--- START OF PASSAGE GIVEN ---

Bowman Yachts
- Owner: Rustler Yachts
- Country: Falmouth, Cornwall, UK
- Introduced: Became brand of Rustler Yachts in 2002
- Markets: Yacht building
- Previous owners: Bowman Yachts, Rival Bowman

= Bowman Yachts =

Bowman Yachts is a brand of the British premium yachtbuilder Rustler Yachts, which is based in Falmouth, Cornwall. They are known for handbuilding traditionally styled glassfibre composite ocean-cruising yachts, with a high quality of workmanship.

Bowman existed as an independent company for many years, before merging with Rival Yachts to form Rival Bowman in 1998. Rival Bowman went into receivership three years later, in November 2001, and was acquired by Rustler Yachts in 2002, which moved manufacturing to its yard in Falmouth. Rustler's own yachts, and those marketed under the Bowman brand, are produced in the same factory, built in 2005, as were the yachts of the Starlight brand, owned by Rival Bowman until 2011. Bowman hulls are available part-complete for fitting out by the owner, in addition to factory-completed boats.

--- END OF PASSAGE GIVEN ---

#### STATED TASK A:
Answer these questions from the Bowman Yachts text, one per line:
(i) In what year did Bowman merge with Rival Yachts?
(ii) Where is Rustler Yachts based?
(iii) In what year was the factory that produces the yachts built?
The text on Bowman Yachts and the listing come from separate sources.

--- START OF INPUT ---

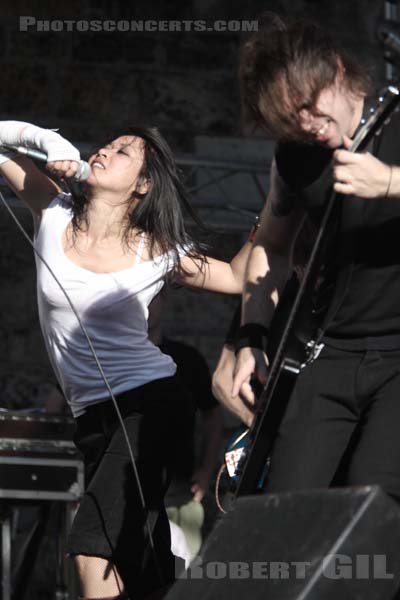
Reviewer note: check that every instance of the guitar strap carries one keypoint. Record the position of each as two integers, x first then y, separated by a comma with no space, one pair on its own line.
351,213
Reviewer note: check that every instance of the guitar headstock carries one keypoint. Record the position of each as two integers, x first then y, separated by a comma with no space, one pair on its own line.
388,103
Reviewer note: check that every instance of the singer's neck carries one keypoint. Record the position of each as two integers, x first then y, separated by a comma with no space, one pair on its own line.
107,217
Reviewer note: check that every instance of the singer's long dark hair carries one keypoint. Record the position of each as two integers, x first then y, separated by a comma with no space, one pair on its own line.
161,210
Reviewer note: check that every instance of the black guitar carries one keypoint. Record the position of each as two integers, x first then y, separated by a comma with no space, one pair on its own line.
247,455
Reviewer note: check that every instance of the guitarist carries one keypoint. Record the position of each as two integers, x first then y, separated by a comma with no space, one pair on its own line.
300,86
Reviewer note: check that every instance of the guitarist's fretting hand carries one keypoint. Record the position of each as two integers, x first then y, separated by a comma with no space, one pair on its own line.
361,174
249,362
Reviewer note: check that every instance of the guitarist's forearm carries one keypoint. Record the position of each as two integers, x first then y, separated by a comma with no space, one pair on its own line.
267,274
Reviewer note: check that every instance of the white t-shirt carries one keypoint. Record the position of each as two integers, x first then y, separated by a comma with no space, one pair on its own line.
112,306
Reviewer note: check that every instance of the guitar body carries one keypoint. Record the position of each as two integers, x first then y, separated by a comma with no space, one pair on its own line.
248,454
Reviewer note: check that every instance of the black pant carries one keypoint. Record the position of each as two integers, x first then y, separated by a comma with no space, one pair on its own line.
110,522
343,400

--- END OF INPUT ---

#### STATED TASK B:
Write out the lines of the listing exactly, starting at the line that contains "the guitarist's forearm" and ending at the last line of the listing, with both ends included.

#### ANSWER A:
(i) 1998
(ii) Falmouth, Cornwall
(iii) 2005

#### ANSWER B:
Reviewer note: check that every instance of the guitarist's forearm carries one keypoint. Record the position of each as two integers, x first then y, separated by a comma with no space, one pair on its own line.
267,274
Reviewer note: check that every instance of the white t-shirt carries one keypoint. Record the position of each as two integers, x first then y, separated by a comma with no space, one pair on its own line.
112,306
Reviewer note: check that every instance of the guitar body carries one keypoint. Record the position of each as two integers, x first then y, separated by a comma with no space, one pair on its own line.
248,454
Reviewer note: check that every instance of the black pant carries one keypoint. Record the position of each as two integers, x first then y, separated by a comma with no space, one pair on its own line.
110,522
343,400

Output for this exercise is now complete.